━━━ EXCERPTED RECORDS

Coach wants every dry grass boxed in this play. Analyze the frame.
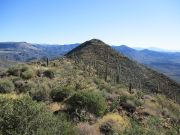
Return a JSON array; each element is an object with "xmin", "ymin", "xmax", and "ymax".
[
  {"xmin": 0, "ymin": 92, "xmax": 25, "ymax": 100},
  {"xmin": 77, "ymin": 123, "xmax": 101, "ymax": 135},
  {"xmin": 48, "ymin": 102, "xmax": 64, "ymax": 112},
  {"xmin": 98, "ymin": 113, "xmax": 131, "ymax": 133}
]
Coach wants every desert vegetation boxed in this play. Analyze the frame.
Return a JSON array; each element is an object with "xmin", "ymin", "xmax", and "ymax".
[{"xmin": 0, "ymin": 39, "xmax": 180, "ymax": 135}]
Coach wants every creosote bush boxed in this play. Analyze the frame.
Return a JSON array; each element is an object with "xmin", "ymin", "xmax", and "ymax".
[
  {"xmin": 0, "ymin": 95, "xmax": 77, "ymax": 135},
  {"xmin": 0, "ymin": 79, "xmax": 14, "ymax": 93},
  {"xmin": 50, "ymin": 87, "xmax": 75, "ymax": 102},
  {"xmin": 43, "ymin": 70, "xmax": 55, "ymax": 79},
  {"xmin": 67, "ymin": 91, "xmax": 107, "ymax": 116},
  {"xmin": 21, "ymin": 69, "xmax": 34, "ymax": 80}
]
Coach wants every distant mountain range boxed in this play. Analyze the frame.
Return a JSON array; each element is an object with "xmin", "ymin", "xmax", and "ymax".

━━━━━━

* WORK REQUIRED *
Replace "mountain range" with "ridge line" in the rows from the line with "Coach wants every distant" through the end of the rows, and give those lines again with everything else unchanged.

* FINAL RESULT *
Coach wants every distant ridge line boxed in this play. Analyze the frame.
Return a JSON array; each element is an object with "xmin", "ymin", "xmax", and "ymax".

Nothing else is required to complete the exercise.